REQUIREMENT:
Please express these lines as a numbered list, leaving out the blank lines.

========

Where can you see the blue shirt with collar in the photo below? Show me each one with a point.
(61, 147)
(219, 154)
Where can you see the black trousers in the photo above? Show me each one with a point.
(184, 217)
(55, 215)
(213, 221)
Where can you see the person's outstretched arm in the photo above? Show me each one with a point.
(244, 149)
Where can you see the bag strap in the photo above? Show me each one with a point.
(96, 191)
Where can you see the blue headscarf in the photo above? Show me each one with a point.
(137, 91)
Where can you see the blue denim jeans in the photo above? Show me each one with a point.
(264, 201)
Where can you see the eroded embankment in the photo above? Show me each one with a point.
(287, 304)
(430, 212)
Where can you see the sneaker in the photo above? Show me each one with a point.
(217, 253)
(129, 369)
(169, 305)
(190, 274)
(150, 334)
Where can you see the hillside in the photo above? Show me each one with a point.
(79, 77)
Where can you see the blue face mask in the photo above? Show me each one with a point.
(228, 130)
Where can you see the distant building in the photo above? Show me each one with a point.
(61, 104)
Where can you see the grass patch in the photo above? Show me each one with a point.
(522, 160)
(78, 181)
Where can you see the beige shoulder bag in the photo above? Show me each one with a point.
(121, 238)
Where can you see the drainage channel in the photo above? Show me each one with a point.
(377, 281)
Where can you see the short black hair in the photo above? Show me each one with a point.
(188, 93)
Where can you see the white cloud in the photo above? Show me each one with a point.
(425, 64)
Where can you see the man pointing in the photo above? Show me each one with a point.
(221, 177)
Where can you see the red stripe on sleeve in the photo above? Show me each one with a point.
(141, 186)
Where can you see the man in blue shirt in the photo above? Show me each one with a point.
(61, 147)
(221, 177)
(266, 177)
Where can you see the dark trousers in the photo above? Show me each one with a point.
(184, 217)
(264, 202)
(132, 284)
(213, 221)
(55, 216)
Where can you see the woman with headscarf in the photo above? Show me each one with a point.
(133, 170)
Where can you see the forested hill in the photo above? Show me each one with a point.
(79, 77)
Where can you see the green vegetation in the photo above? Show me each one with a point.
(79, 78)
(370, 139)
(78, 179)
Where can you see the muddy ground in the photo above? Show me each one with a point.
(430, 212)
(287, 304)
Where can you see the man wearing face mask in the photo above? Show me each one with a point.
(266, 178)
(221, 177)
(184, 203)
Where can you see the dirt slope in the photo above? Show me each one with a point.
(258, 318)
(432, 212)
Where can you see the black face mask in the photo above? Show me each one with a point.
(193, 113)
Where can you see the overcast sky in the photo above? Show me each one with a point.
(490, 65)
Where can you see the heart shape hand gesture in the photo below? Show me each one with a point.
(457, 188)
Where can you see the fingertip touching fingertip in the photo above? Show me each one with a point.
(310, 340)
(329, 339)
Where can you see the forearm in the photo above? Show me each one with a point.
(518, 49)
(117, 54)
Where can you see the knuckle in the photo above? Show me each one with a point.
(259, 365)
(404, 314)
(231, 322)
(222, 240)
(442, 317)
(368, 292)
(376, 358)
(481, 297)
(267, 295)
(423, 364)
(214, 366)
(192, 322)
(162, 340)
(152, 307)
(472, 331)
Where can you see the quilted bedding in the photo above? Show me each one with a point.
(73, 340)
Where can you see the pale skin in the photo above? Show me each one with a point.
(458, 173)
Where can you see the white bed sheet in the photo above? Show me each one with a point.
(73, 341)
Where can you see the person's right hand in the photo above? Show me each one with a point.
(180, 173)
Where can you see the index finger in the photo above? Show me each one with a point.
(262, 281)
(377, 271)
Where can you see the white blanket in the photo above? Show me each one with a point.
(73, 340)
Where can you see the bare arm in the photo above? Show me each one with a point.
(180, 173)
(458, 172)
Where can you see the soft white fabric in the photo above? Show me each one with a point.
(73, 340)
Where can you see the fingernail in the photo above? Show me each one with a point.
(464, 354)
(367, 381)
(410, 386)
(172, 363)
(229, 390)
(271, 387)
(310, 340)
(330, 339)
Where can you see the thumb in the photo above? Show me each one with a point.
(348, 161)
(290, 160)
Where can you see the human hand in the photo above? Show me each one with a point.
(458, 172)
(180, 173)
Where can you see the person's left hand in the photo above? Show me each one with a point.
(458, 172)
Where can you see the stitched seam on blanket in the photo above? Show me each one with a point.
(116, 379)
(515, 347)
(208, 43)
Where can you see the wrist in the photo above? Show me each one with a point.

========

REPLY:
1. Where can you see the blue shirt with collar in the photo below? Show me each one with a point.
2. (61, 147)
3. (219, 154)
4. Where can you see the black trousers in the photo above? Show me each one with a point.
5. (184, 217)
6. (55, 215)
7. (213, 221)
8. Where can you see the person's outstretched arm in the photo above? Show me each one with a point.
9. (244, 149)
10. Where can you see the bag strap in the photo above? Show me each one with a point.
11. (96, 191)
12. Where can you see the blue headscarf in the photo above? Show me each one with a point.
13. (137, 91)
14. Where can you see the blue denim jeans in the photo above? Show me each one with a point.
15. (264, 201)
16. Where can you see the eroded embankment in the photo above? Show me each one with a point.
17. (287, 304)
18. (430, 212)
19. Where can you see the sneaker in the photo above? Show me each one with a point.
20. (217, 253)
21. (129, 369)
22. (169, 305)
23. (190, 274)
24. (150, 334)
25. Where can you see the hillside in the photo above? Show me each one with a point.
26. (79, 77)
27. Where can you see the blue face mask in the photo above? Show me each one with a point.
28. (228, 130)
29. Where can you see the distant building in the photo above? Show me each one with a point.
30. (61, 104)
31. Where can you see the grass patch in the photo above? Show me each one with a point.
32. (522, 160)
33. (78, 181)
34. Where can you see the beige shoulder bag in the photo above? Show me each one with a point.
35. (121, 238)
36. Where can you see the drainage channel in the photo above? Show me each one with a point.
37. (377, 281)
38. Where can you see the short black hair in the photo above? Show me each one with a point.
39. (188, 93)
40. Where can you see the white cloud in the photo above? Show me each one with a point.
41. (425, 64)
42. Where can you see the man pointing in the photo above? Show me each one with a point.
43. (221, 177)
44. Where can you see the red stripe on sleeve in the photo above? Show me each one with a point.
45. (141, 186)
46. Where can you see the man in blue shirt in the photo above? Show me each one with a point.
47. (61, 147)
48. (221, 177)
49. (266, 177)
50. Where can you see the dark trousers in the photo above? Show me each one with a point.
51. (184, 217)
52. (264, 202)
53. (132, 284)
54. (213, 221)
55. (55, 216)
56. Where can you see the woman with headscarf in the photo above? Show me each one with a point.
57. (133, 170)
58. Where can you see the forested hill in the photo above? Show me each one with a point.
59. (79, 77)
60. Where can you see the green vegetation in the photo above? Show me each one with a point.
61. (79, 78)
62. (370, 139)
63. (78, 179)
64. Where can you see the muddy ground in the photo above? Show me each one with a point.
65. (430, 212)
66. (287, 304)
67. Where can you see the man wearing face mask in the photo above? Show me each one with a point.
68. (266, 178)
69. (221, 177)
70. (184, 203)
71. Where can you see the dirt slope in the photo above? Show me each one with a point.
72. (258, 318)
73. (432, 212)
74. Where can you see the black face mask in the photo above? Show me each one with a point.
75. (193, 113)
76. Where can you see the overcast sky in the photo above? Show me each one with a point.
77. (490, 65)
78. Where can you see the heart shape hand gesture in the photo below? Show me each one with a point.
79. (457, 188)
80. Where can you see the fingertip touching fingertip in the photo above? Show me each one with a point.
81. (310, 340)
82. (329, 339)
83. Where can you see the forearm in the photo above? Show me each one with a point.
84. (518, 49)
85. (117, 54)
86. Where can you see the knuckle in the photo above? Show me each one with a point.
87. (259, 365)
88. (404, 314)
89. (231, 322)
90. (222, 240)
91. (442, 317)
92. (368, 292)
93. (376, 358)
94. (481, 297)
95. (267, 295)
96. (423, 364)
97. (214, 366)
98. (192, 322)
99. (162, 340)
100. (152, 307)
101. (472, 331)
102. Where can you see the quilted bedding in the photo above? Show me each one with a point.
103. (73, 340)
104. Where can you see the pale skin in the photo above? Show me each one with a point.
105. (458, 173)
106. Where can you see the white bed sheet in the photo above? Show me each one with a point.
107. (73, 341)
108. Where can you see the person's right hand in the photo above? Show me each one with a point.
109. (180, 173)
110. Where can you see the index finger in the photo above? Show me each one with a point.
111. (262, 281)
112. (377, 271)
113. Where can you see the white blanket in the photo above? Show me each one with a point.
114. (73, 340)
115. Where can you see the bare arm in the photo above? Show me each one with a point.
116. (180, 173)
117. (458, 172)
118. Where can you see the soft white fabric in the photo above? Show me each one with a point.
119. (73, 340)
120. Where can you see the fingernail in the photo above? Show me each one with a point.
121. (464, 354)
122. (367, 381)
123. (410, 386)
124. (172, 363)
125. (229, 390)
126. (271, 387)
127. (310, 340)
128. (330, 339)
129. Where can you see the thumb in the photo above? Show me each one with a point.
130. (348, 161)
131. (290, 160)
132. Where can you see the human hand in the photo above? Show me each one with a point.
133. (458, 172)
134. (180, 173)
135. Where can you see the person's left hand in the photo above? Show me each one with a point.
136. (458, 172)
137. Where can you see the stitched seam on blanket in the photo above? Show me each one with a point.
138. (116, 379)
139. (515, 347)
140. (208, 43)
141. Where can you see the wrist in the photo above? Show me each one with a point.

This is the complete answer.